STATED TASK. Please rewrite the rows below with "instance" changed to "object" wherever it appears, keeping everything else the same.

DATA PROVIDED.
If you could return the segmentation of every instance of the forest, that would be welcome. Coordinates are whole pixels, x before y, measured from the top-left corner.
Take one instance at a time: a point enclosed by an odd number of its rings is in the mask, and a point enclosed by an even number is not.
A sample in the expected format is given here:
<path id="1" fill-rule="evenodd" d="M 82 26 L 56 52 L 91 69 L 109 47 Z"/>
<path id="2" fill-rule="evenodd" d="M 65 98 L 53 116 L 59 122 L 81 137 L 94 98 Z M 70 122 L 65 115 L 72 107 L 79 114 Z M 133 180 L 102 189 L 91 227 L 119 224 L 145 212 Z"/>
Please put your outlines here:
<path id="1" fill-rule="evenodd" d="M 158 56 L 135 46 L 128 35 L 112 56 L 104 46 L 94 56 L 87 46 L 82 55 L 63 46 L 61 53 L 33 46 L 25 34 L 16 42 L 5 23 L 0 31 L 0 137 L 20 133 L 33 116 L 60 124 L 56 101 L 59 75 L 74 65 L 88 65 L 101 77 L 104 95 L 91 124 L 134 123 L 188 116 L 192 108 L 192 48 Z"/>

EXERCISE OUTPUT.
If you could return the segmentation of every object of the forest, that would be welcome. Coordinates are whole pixels, x before y, measured from the top-left corner.
Take one object at a time: a point enclosed by an odd number of its rings is in the mask, and a point enclosed by an even number is not.
A sample in the expected format is given here:
<path id="1" fill-rule="evenodd" d="M 82 26 L 56 52 L 91 69 L 109 47 Z"/>
<path id="2" fill-rule="evenodd" d="M 65 98 L 53 116 L 59 122 L 81 137 L 94 98 Z M 70 122 L 65 115 L 72 107 L 79 114 Z M 133 180 L 102 189 L 91 227 L 119 224 L 145 212 Z"/>
Please put your outlines here:
<path id="1" fill-rule="evenodd" d="M 158 56 L 135 46 L 128 35 L 112 56 L 104 46 L 94 56 L 87 46 L 82 55 L 63 46 L 61 53 L 33 46 L 25 34 L 16 42 L 5 23 L 0 31 L 0 137 L 20 133 L 33 116 L 60 124 L 56 101 L 59 75 L 74 65 L 88 65 L 101 77 L 104 95 L 91 124 L 134 123 L 188 116 L 192 108 L 192 48 Z"/>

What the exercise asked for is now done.